— Podany tekst —
Widok
Odpłatność za korepetycje z języków
Mam pytanie do osób które udzielają korepetycji z języków obcych: czy nie uważacie że powinna zostać ustalona jakaś minimalna kwota poniżej której nie powinno się schodzić? Ja na przykaład biorę za godzinę 20-25zł ale jak widzę ogłoszenie ANGIELSKI - 10zł to zaczynam się zastanawiać czy Ci ludzie na prawdę się tak nisko cenią. Ludzie! Przecież ile my musimy się uczyć żeby zostać studentami kierunku filologicznego i żeby się na nim utrzymać... Zacznijcie się cenić, jeśli sami nie będziecie się cenić to nikt tego za Was nie zrobi!!! Pozdrawiam
>Ludzie! Przecież ile my musimy się
> uczyć żeby zostać studentami kierunku filologicznego i żeby się
> na nim utrzymać... Zacznijcie się cenić, jeśli sami nie
> będziecie się cenić to nikt tego za Was nie zrobi!!! Pozdrawiam
Słoneczko, zapewnie nie po to się uczysz, by udzielać korepetycji.

— Zbiór danych —
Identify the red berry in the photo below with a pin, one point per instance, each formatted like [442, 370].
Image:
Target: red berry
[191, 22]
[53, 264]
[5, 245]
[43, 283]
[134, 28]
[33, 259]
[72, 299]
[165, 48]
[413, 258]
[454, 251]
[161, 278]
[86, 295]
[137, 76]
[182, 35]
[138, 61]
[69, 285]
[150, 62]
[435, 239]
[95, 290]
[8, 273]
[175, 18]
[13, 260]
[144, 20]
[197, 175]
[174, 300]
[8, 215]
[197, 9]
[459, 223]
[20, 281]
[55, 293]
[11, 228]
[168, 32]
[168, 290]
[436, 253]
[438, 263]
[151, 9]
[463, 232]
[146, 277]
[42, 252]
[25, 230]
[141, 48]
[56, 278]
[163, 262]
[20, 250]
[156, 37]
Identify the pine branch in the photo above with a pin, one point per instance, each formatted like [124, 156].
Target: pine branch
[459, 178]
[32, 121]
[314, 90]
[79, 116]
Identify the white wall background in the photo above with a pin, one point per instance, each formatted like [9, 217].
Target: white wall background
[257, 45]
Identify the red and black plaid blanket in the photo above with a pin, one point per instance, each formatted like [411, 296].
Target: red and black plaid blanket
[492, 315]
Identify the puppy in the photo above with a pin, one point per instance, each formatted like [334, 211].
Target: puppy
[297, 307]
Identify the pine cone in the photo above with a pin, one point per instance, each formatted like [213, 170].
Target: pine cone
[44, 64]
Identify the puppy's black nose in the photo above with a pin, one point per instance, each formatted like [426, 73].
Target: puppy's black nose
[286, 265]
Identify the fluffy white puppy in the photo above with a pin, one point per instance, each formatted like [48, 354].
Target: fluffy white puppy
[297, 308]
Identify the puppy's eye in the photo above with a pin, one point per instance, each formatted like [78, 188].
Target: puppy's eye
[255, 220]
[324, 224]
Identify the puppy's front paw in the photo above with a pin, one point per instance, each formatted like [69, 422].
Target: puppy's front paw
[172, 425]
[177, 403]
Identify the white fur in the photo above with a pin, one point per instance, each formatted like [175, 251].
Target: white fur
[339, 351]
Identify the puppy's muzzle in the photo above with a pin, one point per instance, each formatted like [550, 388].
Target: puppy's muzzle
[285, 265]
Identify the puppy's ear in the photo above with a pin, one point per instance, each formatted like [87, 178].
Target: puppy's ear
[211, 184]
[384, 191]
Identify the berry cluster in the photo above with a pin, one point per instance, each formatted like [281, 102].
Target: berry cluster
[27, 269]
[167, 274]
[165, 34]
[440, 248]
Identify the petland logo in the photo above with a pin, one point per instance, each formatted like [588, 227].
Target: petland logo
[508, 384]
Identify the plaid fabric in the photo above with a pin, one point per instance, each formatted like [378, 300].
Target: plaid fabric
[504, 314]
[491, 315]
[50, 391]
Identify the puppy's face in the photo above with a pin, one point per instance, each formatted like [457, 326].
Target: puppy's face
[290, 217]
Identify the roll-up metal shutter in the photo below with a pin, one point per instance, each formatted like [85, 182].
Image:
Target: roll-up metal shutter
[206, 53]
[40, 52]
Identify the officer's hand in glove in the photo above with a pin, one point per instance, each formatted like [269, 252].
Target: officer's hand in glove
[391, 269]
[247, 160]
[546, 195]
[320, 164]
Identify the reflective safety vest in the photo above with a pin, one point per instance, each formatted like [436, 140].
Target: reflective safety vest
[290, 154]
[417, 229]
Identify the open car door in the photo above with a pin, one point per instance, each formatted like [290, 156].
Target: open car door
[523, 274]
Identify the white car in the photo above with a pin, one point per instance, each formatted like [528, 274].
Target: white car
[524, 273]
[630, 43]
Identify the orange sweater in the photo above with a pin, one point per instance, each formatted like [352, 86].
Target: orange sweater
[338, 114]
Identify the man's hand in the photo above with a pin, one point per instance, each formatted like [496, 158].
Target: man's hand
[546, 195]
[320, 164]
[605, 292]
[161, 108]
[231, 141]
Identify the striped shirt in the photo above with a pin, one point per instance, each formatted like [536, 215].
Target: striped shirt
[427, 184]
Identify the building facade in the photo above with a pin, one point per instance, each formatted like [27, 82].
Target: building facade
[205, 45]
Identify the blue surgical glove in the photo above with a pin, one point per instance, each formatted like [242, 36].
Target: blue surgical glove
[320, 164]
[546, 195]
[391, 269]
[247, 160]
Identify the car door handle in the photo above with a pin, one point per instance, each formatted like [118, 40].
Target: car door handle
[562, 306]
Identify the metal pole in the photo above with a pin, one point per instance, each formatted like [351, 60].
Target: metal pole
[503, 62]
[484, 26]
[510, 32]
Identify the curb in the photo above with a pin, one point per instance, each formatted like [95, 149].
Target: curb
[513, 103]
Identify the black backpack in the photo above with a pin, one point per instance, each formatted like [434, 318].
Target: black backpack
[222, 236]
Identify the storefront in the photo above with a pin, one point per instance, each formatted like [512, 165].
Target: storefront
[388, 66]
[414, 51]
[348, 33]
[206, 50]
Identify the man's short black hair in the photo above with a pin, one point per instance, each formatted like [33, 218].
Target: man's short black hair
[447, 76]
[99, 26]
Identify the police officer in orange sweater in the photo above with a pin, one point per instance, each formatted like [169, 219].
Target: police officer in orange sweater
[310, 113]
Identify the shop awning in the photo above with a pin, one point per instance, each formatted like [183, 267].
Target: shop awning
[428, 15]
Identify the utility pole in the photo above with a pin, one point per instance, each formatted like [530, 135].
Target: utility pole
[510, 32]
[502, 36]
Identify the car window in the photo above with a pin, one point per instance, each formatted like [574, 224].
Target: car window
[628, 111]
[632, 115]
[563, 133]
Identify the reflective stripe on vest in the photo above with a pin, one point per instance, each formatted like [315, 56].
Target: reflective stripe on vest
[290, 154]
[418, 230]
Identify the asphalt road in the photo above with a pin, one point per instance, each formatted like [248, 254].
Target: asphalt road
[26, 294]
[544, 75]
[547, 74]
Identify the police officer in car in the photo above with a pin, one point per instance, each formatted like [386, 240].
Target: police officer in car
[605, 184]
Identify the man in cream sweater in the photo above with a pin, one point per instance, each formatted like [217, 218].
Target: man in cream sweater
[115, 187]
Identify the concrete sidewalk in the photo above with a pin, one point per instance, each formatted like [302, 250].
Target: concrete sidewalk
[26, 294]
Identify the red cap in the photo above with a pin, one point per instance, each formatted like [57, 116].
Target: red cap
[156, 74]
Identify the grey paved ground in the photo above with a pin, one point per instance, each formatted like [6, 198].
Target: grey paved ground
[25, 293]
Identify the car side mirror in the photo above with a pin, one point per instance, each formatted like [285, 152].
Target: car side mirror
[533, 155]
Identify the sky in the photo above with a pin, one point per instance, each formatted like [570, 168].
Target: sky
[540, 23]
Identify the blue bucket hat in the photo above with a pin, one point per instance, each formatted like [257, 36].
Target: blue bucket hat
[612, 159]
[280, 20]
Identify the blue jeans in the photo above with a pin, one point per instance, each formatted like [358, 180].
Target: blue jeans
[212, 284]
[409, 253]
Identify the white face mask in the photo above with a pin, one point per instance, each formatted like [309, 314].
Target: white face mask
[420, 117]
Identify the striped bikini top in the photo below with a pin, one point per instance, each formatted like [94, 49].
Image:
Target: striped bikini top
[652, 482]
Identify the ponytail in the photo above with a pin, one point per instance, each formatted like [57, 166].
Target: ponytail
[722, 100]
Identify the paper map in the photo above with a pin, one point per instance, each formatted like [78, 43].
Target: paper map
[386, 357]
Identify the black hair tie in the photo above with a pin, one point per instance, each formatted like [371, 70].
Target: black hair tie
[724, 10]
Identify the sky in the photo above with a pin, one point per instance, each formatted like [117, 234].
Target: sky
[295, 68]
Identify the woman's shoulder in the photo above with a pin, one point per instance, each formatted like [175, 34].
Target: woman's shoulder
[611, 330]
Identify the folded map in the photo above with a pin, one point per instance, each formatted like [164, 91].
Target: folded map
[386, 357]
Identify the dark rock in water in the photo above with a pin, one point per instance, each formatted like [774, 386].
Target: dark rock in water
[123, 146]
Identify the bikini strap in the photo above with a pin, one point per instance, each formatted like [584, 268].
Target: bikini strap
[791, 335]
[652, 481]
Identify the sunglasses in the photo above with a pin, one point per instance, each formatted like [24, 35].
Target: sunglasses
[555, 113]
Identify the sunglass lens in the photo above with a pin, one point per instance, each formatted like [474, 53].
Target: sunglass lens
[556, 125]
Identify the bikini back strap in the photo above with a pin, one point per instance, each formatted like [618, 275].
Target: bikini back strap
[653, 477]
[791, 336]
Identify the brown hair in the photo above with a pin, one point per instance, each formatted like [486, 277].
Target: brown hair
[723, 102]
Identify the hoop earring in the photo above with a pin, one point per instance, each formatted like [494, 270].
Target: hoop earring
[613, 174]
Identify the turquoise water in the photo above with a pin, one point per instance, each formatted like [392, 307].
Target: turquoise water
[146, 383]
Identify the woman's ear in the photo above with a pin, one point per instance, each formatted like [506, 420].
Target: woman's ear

— Opis zadania —
Ile za godzinę zajęć bierze osoba zadająca pytanie we wpisie o odpłatności za korepetycje z języków? Pozycje ze zbioru danych nie są potrzebne do wykonania zadania.

— Wynik zadania —
Od 20 do 25 zł za godzinę.